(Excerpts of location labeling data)

-*-*-

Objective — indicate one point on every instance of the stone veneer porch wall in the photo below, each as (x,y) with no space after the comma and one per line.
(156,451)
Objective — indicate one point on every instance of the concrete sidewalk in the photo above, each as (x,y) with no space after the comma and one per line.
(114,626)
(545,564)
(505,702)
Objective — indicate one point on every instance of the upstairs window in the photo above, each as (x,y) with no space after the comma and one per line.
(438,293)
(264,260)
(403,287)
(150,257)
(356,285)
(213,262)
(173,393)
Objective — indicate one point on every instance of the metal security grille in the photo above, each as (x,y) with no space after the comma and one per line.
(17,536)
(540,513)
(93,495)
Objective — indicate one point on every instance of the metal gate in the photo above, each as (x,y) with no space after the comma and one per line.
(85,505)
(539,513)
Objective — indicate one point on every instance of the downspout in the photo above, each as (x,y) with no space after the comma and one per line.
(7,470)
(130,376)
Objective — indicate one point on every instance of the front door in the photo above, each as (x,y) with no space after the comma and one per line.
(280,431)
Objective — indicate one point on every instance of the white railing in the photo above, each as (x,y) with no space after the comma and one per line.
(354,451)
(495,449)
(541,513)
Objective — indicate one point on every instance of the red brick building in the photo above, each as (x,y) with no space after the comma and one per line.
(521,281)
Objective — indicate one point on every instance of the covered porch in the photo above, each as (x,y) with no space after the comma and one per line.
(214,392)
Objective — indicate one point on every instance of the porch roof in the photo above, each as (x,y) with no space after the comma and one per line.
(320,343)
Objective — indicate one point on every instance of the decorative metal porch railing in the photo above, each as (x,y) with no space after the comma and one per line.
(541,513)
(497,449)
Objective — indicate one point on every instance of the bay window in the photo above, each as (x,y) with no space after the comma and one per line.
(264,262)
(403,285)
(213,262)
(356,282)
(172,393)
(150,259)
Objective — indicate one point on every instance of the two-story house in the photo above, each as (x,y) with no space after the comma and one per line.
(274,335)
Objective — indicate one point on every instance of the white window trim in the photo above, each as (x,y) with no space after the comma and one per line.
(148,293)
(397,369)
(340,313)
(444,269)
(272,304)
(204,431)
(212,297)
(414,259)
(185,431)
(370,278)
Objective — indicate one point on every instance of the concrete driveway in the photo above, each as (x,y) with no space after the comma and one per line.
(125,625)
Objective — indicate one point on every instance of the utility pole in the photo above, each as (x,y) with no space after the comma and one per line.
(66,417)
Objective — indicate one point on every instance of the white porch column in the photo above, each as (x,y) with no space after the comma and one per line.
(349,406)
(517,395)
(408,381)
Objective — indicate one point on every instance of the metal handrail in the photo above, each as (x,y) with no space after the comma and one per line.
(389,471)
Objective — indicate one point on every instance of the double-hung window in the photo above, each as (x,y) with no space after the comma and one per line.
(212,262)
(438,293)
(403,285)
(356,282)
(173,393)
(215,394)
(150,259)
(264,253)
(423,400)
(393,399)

-*-*-

▸ The exercise
Put every line of the rows above into a Markdown table with the columns "Number" and "Entry," numbering each line in order and leaving out blank lines.

▸ Answer for the task
| Number | Entry |
|---|---|
| 1 | Objective — indicate one point on every instance of the stone veneer porch wall in the photo below, each as (x,y) with no space after the comma and one per line. |
| 2 | (156,451) |
| 3 | Objective — indicate one point on every instance of the concrete sidewalk in the photo above, each as (x,y) with no space after the comma and one per line. |
| 4 | (114,626) |
| 5 | (545,564) |
| 6 | (505,702) |
| 7 | Objective — indicate one point on every instance of the upstairs window in the photo above, each as (x,y) with no space after the comma and one per line. |
| 8 | (438,293) |
| 9 | (264,260) |
| 10 | (403,287) |
| 11 | (150,257) |
| 12 | (356,285) |
| 13 | (213,262) |
| 14 | (173,393) |
| 15 | Objective — indicate one point on every instance of the metal security grille in the photo above, each as (x,y) with no space after the comma and one per line. |
| 16 | (17,536) |
| 17 | (540,513) |
| 18 | (93,495) |
| 19 | Objective — indicate one point on every instance of the metal gate in the photo above, each as (x,y) with no space after the comma and one per line. |
| 20 | (85,505) |
| 21 | (539,513) |
| 22 | Objective — indicate one point on every instance of the downspout in the photo above, each as (x,y) with no space after the comma and one per line. |
| 23 | (7,470) |
| 24 | (130,376) |
| 25 | Objective — indicate one point on every instance of the front door in the photo above, each as (x,y) with no space after the comma and one per line. |
| 26 | (280,431) |
| 27 | Objective — indicate one point on every instance of the white railing in the photo above, each as (x,y) with no space after the comma and one per line. |
| 28 | (354,451) |
| 29 | (495,449) |
| 30 | (541,513) |
| 31 | Objective — indicate one point on every instance of the red brick building in the photo above, each as (x,y) with no space after the comma and one per line. |
| 32 | (521,281) |
| 33 | Objective — indicate one point on every instance of the covered porch in the photo above, each as (x,y) with no space after the comma and one per line. |
| 34 | (214,392) |
| 35 | Objective — indicate one point on every instance of the porch roof in the photo above, each as (x,y) with no space after the comma and one per line. |
| 36 | (320,343) |
| 37 | Objective — indicate one point on every instance of the decorative metal porch railing in the photo above, each as (x,y) with no space after the comma and one per line. |
| 38 | (541,513) |
| 39 | (497,449) |
| 40 | Objective — indicate one point on every instance of the bay window in the photo above, each as (x,y) with no space after the comma and one per line. |
| 41 | (264,262) |
| 42 | (403,285) |
| 43 | (213,262) |
| 44 | (356,282) |
| 45 | (172,393) |
| 46 | (150,259) |
| 47 | Objective — indicate one point on every instance of the two-story house in the photo above, each as (x,y) with no space after the comma and one per line. |
| 48 | (274,335) |
| 49 | Objective — indicate one point on every instance of the white window trim in the photo above, each as (x,y) with no space after the comma and one per line. |
| 50 | (148,293) |
| 51 | (397,369) |
| 52 | (340,313) |
| 53 | (444,269) |
| 54 | (272,304) |
| 55 | (204,431) |
| 56 | (212,297) |
| 57 | (414,259) |
| 58 | (185,431) |
| 59 | (370,278) |
| 60 | Objective — indicate one point on every instance of the concrete driveway in the photo above, each as (x,y) with no space after the comma and one per line. |
| 61 | (125,625) |
| 62 | Objective — indicate one point on every instance of the utility pole in the photo above, each as (x,y) with no space after the comma and one per line. |
| 63 | (66,417) |
| 64 | Objective — indicate one point on every instance of the white porch column in the photo above, each as (x,y) with no space after the comma and one per line. |
| 65 | (349,406) |
| 66 | (517,395) |
| 67 | (408,381) |
| 68 | Objective — indicate one point on every instance of the metal handrail in the photo above, each as (x,y) with no space after the comma and one per line. |
| 69 | (389,471) |
| 70 | Objective — indicate one point on every instance of the double-hung window in the photo above, each as (x,y) with no space after the comma and one per line. |
| 71 | (212,262) |
| 72 | (438,293) |
| 73 | (403,285) |
| 74 | (356,282) |
| 75 | (173,393) |
| 76 | (215,394) |
| 77 | (150,259) |
| 78 | (264,253) |
| 79 | (423,400) |
| 80 | (393,399) |